**Work to complete**
Copy out every line below without changing a single character.

**Provided records**
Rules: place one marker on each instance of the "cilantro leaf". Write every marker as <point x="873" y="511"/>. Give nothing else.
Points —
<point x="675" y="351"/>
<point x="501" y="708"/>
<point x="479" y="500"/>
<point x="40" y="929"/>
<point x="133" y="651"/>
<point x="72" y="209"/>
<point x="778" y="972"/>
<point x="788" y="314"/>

**Complete response**
Rules: place one marker on each instance of the "cilantro leaf". Write every marker as <point x="873" y="511"/>. Give nothing else.
Points —
<point x="675" y="351"/>
<point x="501" y="708"/>
<point x="479" y="500"/>
<point x="40" y="929"/>
<point x="133" y="651"/>
<point x="72" y="209"/>
<point x="778" y="972"/>
<point x="788" y="314"/>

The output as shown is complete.